* **What the exercise asks**
A verbatim copy of the full data, with no pictures, is the expected answer.

* **Exercise materials**
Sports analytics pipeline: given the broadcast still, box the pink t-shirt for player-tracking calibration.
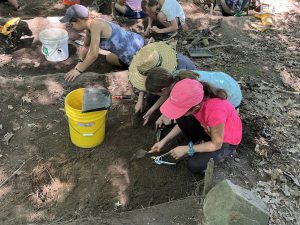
[127,0,142,12]
[193,98,242,145]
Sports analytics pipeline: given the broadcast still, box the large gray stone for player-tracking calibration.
[204,180,269,225]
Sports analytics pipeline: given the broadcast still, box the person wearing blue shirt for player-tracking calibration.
[144,68,242,127]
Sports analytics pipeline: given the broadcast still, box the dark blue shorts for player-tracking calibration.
[124,5,146,19]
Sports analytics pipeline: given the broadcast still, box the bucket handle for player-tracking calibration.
[69,122,104,137]
[41,42,60,57]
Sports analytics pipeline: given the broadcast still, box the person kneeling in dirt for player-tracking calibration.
[141,0,188,37]
[144,69,242,128]
[218,0,250,16]
[149,78,242,173]
[113,0,146,19]
[0,0,23,11]
[128,42,196,124]
[60,4,144,82]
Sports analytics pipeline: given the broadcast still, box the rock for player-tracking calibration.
[3,132,14,145]
[204,180,269,225]
[234,157,240,162]
[202,38,210,47]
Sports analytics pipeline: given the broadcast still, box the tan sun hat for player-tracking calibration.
[129,42,177,91]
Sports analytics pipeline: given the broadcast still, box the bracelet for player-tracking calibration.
[75,67,83,73]
[188,141,195,157]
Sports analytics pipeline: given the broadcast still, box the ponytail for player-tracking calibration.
[145,68,228,100]
[174,70,199,83]
[176,71,227,99]
[202,82,228,99]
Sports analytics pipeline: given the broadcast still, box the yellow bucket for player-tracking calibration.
[65,88,107,148]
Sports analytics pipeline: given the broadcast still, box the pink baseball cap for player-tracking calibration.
[160,79,204,119]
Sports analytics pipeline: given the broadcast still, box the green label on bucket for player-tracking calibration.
[43,47,49,56]
[78,122,95,127]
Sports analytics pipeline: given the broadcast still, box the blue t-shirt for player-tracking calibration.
[161,0,186,24]
[176,53,196,70]
[194,70,242,107]
[100,21,144,65]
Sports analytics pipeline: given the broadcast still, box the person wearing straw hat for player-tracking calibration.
[60,4,144,82]
[128,42,196,125]
[149,79,242,173]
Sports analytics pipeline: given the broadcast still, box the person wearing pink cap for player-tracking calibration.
[150,78,242,173]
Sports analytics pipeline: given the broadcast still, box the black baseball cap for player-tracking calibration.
[60,4,89,23]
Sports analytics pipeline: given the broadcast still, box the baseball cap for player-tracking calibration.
[160,79,204,119]
[60,5,89,23]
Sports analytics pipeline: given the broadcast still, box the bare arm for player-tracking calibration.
[154,19,178,33]
[135,91,145,113]
[193,124,224,153]
[169,123,225,159]
[147,16,153,28]
[160,124,182,145]
[148,95,168,113]
[149,124,182,153]
[76,21,101,72]
[83,30,91,47]
[142,95,168,125]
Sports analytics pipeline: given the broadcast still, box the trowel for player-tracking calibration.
[130,149,149,161]
[82,87,112,113]
[130,126,165,161]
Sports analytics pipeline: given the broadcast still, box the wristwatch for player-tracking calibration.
[188,141,195,157]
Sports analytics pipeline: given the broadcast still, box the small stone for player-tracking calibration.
[3,132,14,145]
[46,123,52,130]
[8,105,13,109]
[34,62,40,67]
[202,38,210,47]
[13,123,21,131]
[182,40,188,45]
[234,157,240,162]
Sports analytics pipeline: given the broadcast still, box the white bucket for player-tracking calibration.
[39,28,69,62]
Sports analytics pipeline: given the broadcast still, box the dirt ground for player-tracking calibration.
[0,0,300,225]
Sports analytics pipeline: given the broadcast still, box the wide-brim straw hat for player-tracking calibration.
[129,42,177,91]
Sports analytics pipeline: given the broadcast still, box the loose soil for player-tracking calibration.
[0,0,299,225]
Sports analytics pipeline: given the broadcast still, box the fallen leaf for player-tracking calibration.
[12,124,21,131]
[282,184,291,197]
[22,95,32,103]
[28,123,38,128]
[284,172,300,187]
[3,132,14,145]
[33,62,40,68]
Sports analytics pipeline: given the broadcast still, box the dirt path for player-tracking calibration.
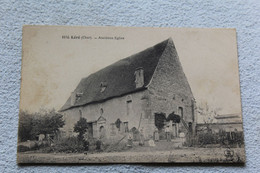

* **Completed exercise**
Sports analytics pipeline: given the broadcast still, box the pink t-shirt for player-tracking calibration.
[127,0,142,12]
[193,98,242,145]
Sports analytics pipeline: given the broadcast still, box the large gray stone for player-tracking calibration.
[204,180,269,225]
Sports analytics pipeline: given the broadcast still, box the person wearing blue shirt for player-tracking calibration.
[144,68,242,127]
Sports analytics pipeline: given the broadcast still, box the dark blue shorts for player-tracking calibration.
[124,5,146,19]
Sports analytics pipeline: given the broadcast still, box the bucket handle for player-tracking calibration.
[69,122,104,137]
[41,42,60,57]
Sports analytics pipeline: given the broadcast still, box the person kneeling in dirt for player-tracking calibration.
[141,0,188,37]
[144,69,242,128]
[218,0,250,16]
[149,78,242,173]
[113,0,146,19]
[0,0,23,11]
[128,42,196,124]
[60,4,144,82]
Sports analytics pipeline: given the broadcast still, box the rock for player-tracking calibration.
[3,132,14,145]
[204,180,269,225]
[234,157,240,162]
[202,38,210,47]
Sports analytics pipeline: given the broadcast still, box the tan sun hat for player-tracking calibration.
[129,42,177,91]
Sports analytics pipeline: given the broadcast still, box the bracelet for player-tracking calibration.
[75,67,83,73]
[188,141,195,157]
Sports analytics pipeline: given the broadcast still, box the ponytail for player-tracking calibration.
[145,68,228,100]
[174,70,199,83]
[176,71,227,99]
[202,82,228,99]
Sports analytics pipeline: given the broadcast still, box the yellow bucket for player-tracking calibration.
[65,88,107,148]
Sports analytics pipeline: given the broadcast still, box the pink baseball cap for player-tracking calibration.
[160,79,204,119]
Sports analytics pipeline: given the broadcast still, box the green label on bucket for player-tracking calibration.
[43,47,49,56]
[78,122,95,127]
Sports analytics pipeline: given the broadcast still, box the blue t-shirt for player-tracking calibration.
[161,0,186,24]
[176,53,196,70]
[194,70,242,107]
[100,21,144,65]
Sports analytics pipeline: given the broadcast still, box the person wearing straw hat for player-tracking calibration.
[60,4,144,82]
[128,42,196,125]
[149,79,242,173]
Sports analytics pipeline: given the broadcast still, box the person wearing pink cap for player-tracking calibration.
[150,78,242,173]
Sports analytics pipeline: given the broadcast still, box the black baseball cap for player-tracking calibration.
[60,4,89,23]
Sports analytics pipeline: given the broadcast still, box the baseball cap for player-tracking calibration.
[160,79,204,119]
[60,5,89,23]
Sports analytics pipeline: given the broadcast still, box the bare arm for player-tracking calibration.
[154,19,178,33]
[135,91,145,113]
[193,124,224,153]
[169,123,225,159]
[147,16,153,28]
[160,124,182,145]
[148,95,168,113]
[149,124,182,153]
[76,21,101,72]
[83,30,91,47]
[142,95,168,125]
Sports analytics pipeline: given the broadcast still, box the trowel for player-tracking calibration.
[130,149,149,161]
[82,87,112,113]
[130,126,165,161]
Sports analytics pipeline: given the broadcast still, box the wristwatch for player-tracking calibration.
[188,141,195,157]
Sports analytics pipeline: given the broadcast still, box the small stone for player-tracking calibration.
[3,132,14,145]
[46,123,52,130]
[8,105,13,109]
[34,62,40,67]
[202,38,210,47]
[13,123,21,131]
[182,40,188,45]
[234,157,240,162]
Sports analytics pipeline: given the broadcast still, box the white bucket for player-tracking calibration.
[39,28,69,62]
Sports analytics pipeline: given the broadcast still, box the dirt ground for player-tracking calibration.
[0,0,300,225]
Sports analytics pipeline: given the broadcast still, box the wide-brim straw hat for player-tracking calibration.
[129,42,177,91]
Sports analytics pipeline: given the broadcast still, box the loose soil for player-tracking calibration.
[0,0,299,225]
Sports analytics pipeline: given the broadcast still, box the fallen leaf for player-tracking calibration.
[12,124,21,131]
[282,184,291,197]
[22,95,32,103]
[28,123,38,128]
[284,172,300,187]
[3,132,14,145]
[33,62,40,68]
Sports analytics pipeline: given the broadcast still, box the dirt path for player-tracking calibration.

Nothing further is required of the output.